Fill ‘er Up

Several years ago at a banquet, I stood at the podium to introduce the evening’s guest speaker. After sharing some of her background and accomplishments, I went with the expected, “So without further ado, please welcome”…, and then I paused. And paused some more. I’d forgotten the speaker’s name. The silence, as the saying goes, was deafening. Eventually I found her name in my notes, but not without an uncomfortable gap in my speech. Perhaps a filler word would’ve smoothed things over.

Do you use filler words?  Actually, let’s make that question a statement.  You use filler words.  Every now and then in conversation you’ll throw in the occasional “uh”, “like”, or “so”.  Filler words do exactly what their label implies: they fill up the awkward gap of silence created by a pause.  Every one of us can recall an experience where we’ve left out filler words in a vain attempt to keep the polish on our speech, but it’s a no-win situation.  If you go with the pause your audience looks at each other with one of those Is he okay? glances.  If you go with a filler word you’re hinting you’re not completely on top of your material.

The parade of filler words is much longer than the commoners I mentioned above.  The filler “uh” comes from its own family, including “um”, “oh”, “er”, and “ah”; tiny signs of reluctance to say whatever comes next.  And speaking of next, how about “very”, “really”, and “highly”?  These three are fillers disguised as words of emphasis but are usually superfluous.  Then we have “You know…” and “You see…”, which seem to politely draw the listener into the conversation.  But sorry, they’re also fillers, allowing a pause at the start of a thought.  Finally (as if there’s an end to this parade), let’s add “I guess” and “I suppose”, both designed to soften a response when what you should go with instead is a confident “yes” or “no”.

I deliberately skipped one filler here because it deserves it’s own parade.  “Like” sprinted to the front and center of casual English in the last couple of generations, taking up a lot of the spaces “uh” and his pals used to fill.  Some people use “like” so often it starts to feel like every other word they’re saying.  But make no mistake – every “like” is simply a mini-pause to allow the speaker to reboot their thoughts.

Data extracts »
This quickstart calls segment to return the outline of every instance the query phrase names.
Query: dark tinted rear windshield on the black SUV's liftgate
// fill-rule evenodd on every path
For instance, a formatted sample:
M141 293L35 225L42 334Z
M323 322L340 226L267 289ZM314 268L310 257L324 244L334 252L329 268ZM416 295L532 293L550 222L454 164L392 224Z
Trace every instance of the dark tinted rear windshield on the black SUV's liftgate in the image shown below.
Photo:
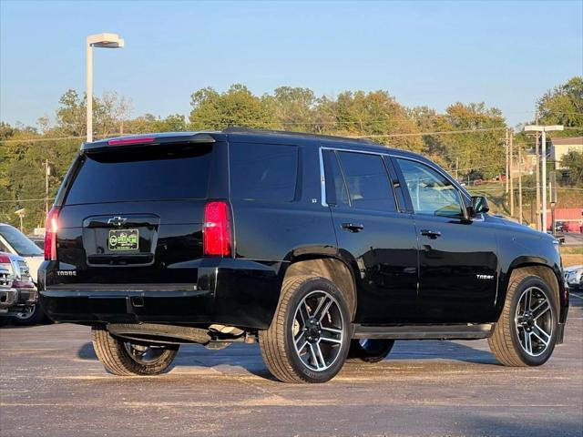
M211 144L88 153L66 205L206 198Z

Things to do »
a – Translate this sentence from the piece on filler words into Spanish: "Filler words do exactly what their label implies: they fill up the awkward gap of silence created by a pause."
b – Extend the piece on filler words with a few more paragraphs, starting after its last sentence.

Responses »
a – Las palabras de relleno hacen exactamente lo que su etiqueta indica: llenan el incómodo hueco de silencio creado por una pausa.

b –
Watch out, because filler words can be contagious.  I used to work for a company where it seemed every one of my teammates couldn’t start a sentence without the word “So”.  Somehow “so” sounds a little smoother than “uh” but it’s basically the same filler.  Before I knew it I caught myself also using “so”, as if it was the only way to start a sentence.  At least “so” has a built-in bonus: you can drag it out for drama.  So-o-o-o-o…

Filler words somehow sound better with a foreign accent.  The Irish “um” sounds like the more pleasing ehm.  Even throwing in a bunch of “you knows” in the Irish accent seems to work.  And speaking of accents, Hollywood (or maybe just Los Angeles) brought us Valley Girl talk, which includes a weird form of attitude along with its own set of meaningless filler words like “totally”, “whatever”, and “as if” (think Cher from Clueless).  Valley Girl talk has had a remarkable run considering its roots were in the 1980s.  You still hear the words today.

The next time you call out a friend with Hello? Is anybody home? for not paying attention, consider they’re trying to avoid filler words by simply not saying anything.  That’s harder to do than it sounds.  Try speaking for a few minutes without filler words.  It’s so difficult it’s birthed a string of funny videos on TikTok.  As for me, I’ll keep using my fillers wherever I need them.  Especially when I forget the name of a guest speaker.

Some content sourced from the CNN Health article, “Should you stop saying ‘um’?  Here’s what the experts said”.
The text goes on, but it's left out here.